In January 2004, it became official: Apple’s iPod is this generation’s killer gadget. Everyone has one or wants one, it seems. After completely laying siege to the 2003 tech-products market with the tiny music boxes – reporting sales in the millions of units – Apple delivered the pièce d’résistance when it announced that its newest incarnation of the hot-prod, the iPod mini, sold more than 100,000 units before it ever hit the street.
Already, however, the hounds of destiny are nipping at Apple’s heels. As cool as it is to be able to carry your entire music collection with you wherever you go, consumers are beginning to turn their attention to a new category of handheld entertainment devices: portable media centers (PMCs). Not quite ready for prime time at this writing but expected to hit the marketplace with some force during the second half of 2004, PMCs are wallet-sized electronic devices with screens that measure roughly 4 inches square. They will work in conjunction with personal computers, letting users move not only music, but also still images and video files between them. Future versions may offer wireless connectivity.

## COLLECTED MATERIAL
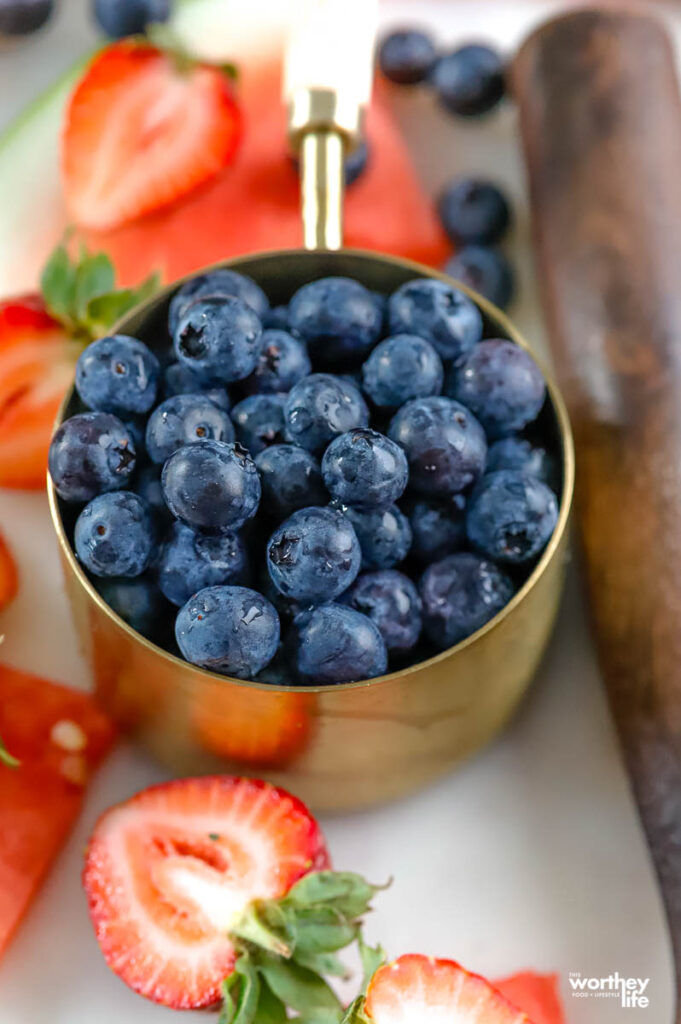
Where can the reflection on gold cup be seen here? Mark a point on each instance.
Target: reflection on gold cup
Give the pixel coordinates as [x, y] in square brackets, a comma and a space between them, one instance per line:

## WHAT YOU HAVE TO DO
Reproduce the passage from the article on the iPod and portable media centers, from "In January 2004, it" up to and including "hit the street.".

## RESULT OF THE EXERCISE
In January 2004, it became official: Apple’s iPod is this generation’s killer gadget. Everyone has one or wants one, it seems. After completely laying siege to the 2003 tech-products market with the tiny music boxes – reporting sales in the millions of units – Apple delivered the pièce d’résistance when it announced that its newest incarnation of the hot-prod, the iPod mini, sold more than 100,000 units before it ever hit the street.